#### To do:
- A) Retype exactly the stretch of the healthcare passwords text from "Passwords are easy" through "professional and personal.".
- B) Continue the healthcare passwords text from where it stops.

#### Exercise text:
○ ○ ○ ○ ○ ○ ○
Healthcare Passwords: Best Practice

Passwords are easy to attack because individuals use easy-to-guess passwords. These weak passwords are guessable because people reuse passwords and follow common patterns and themes. These passwords then end up on breached lists and can be attacked via brute force and password spraying. If you examine the most common base terms used within passwords, the top 3 passwords were: ‘password’, ‘admin’ and ‘welcome’. These are common terms people use repeatedly across different accounts, both professional and personal.

With this in mind, password length and complexity may be the answer to this problem. Indeed, there are several compliance regulations that have set requirements for cybersecurity, including organisational password policies, that endorse length and complexity requirements in the password policy design.

In the US, healthcare organisations must abide by HITRUST for HIPAA, which instructs users to have a minimum of eight characters for a given passwords or 15 characters for accounts with the most privileged access. Complexity measures include at least one number and/or special character and at least one letter in upper and lower case for privileged accounts. In the UK, organisations must adhere to the rules set out by the ICO for GDPR. Although GDPR does not say anything specific about passwords, you are required to process personal data securely by means of appropriate technical and organisational measures. Furthermore, all UK health and care organisations are expected to implement the 10 National Data Guardian (NDG) standards for data security. Any organisation with access to NHS patient data and systems must use the Data Security and Protection toolkit and follow the standards which are designed to protect sensitive data, and also protect critical services which may be affected by a disruption to critical IT systems (such as in the event of a cyberattack).  The NCSC even issued a warning to healthcare organisation in both the UK and US to change any passwords that could be reasonably guessed to one created with three random words and implement two-factor authentication to reduce the threat of compromises.
○ ○ ○ ○ ○ ○ ○
#### Data to examine:

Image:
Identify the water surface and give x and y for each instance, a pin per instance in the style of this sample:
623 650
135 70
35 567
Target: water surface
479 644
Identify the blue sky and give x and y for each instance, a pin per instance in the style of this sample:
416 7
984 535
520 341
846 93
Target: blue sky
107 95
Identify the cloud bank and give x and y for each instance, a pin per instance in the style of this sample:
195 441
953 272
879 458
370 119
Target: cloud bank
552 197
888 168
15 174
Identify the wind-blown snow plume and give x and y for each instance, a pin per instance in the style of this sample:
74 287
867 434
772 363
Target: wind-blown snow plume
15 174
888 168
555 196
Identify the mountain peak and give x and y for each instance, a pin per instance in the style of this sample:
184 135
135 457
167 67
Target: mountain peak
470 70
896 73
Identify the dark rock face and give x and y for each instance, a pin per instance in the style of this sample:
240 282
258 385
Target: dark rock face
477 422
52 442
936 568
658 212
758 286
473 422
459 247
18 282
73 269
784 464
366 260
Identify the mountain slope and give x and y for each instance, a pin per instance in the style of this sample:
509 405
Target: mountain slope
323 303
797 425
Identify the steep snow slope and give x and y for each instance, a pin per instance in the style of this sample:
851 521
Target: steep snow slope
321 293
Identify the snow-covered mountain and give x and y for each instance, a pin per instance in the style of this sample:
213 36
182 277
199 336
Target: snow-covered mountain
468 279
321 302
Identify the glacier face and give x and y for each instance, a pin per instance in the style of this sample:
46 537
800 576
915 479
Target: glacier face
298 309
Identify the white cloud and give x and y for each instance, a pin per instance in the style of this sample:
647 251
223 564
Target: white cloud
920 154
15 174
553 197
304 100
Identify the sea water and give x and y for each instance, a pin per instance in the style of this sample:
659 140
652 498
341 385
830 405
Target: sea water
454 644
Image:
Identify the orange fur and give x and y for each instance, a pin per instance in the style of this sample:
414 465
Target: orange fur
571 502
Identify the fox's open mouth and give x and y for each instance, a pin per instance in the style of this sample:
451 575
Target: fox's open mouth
○ ○ ○ ○ ○ ○ ○
#### Answers to this exercise:
- A)
Passwords are easy to attack because individuals use easy-to-guess passwords. These weak passwords are guessable because people reuse passwords and follow common patterns and themes. These passwords then end up on breached lists and can be attacked via brute force and password spraying. If you examine the most common base terms used within passwords, the top 3 passwords were: ‘password’, ‘admin’ and ‘welcome’. These are common terms people use repeatedly across different accounts, both professional and personal.

- B)
Despite the requirements set by the regulatory standards, research has shown that 83% of compromised passwords would satisfy the password complexity and length requirements of compliance standards. Therefore, it is essential for healthcare organisations to screen passwords against a password list of the most commonly used passwords, leaked passwords from breaches and guessable passwords related to the organisation. It is the duty and responsibility of these organisations to provide care and protection to their patients which is why it is important to build a securer baseline of security.

Securing External Software and Third-Party Providers

Additionally, it’s important when healthcare providers purchase external software and systems or outsource information, that the necessary due diligence on the third parties is carried out. This involves ensuring the supplier is ISO 27001 accredited and meeting compliance with the industry standards while also following security best practices. Question them on what their password policies are. Is MFA in use? Do they have contingency plans and do they regularly back up their systems? The answers to these questions will give a strong indication as to whether the supplier takes security seriously.

Unfortunately, the healthcare industry will always be targeted, especially as newer technologies are adopted, and more processes and procedures become digitised. Yes, it will bring greater efficiency but having digital records will be easier to steal so it’s about striking a balance between security investment, security awareness and education and meeting the organisations overall objectives. With passwords still an incredibly important layer of security, continuously monitoring and updating the passwords in use within the healthcare organisation against compromised credentials is an effective way to enforce a strong defence, improve data security and help keep patients safe.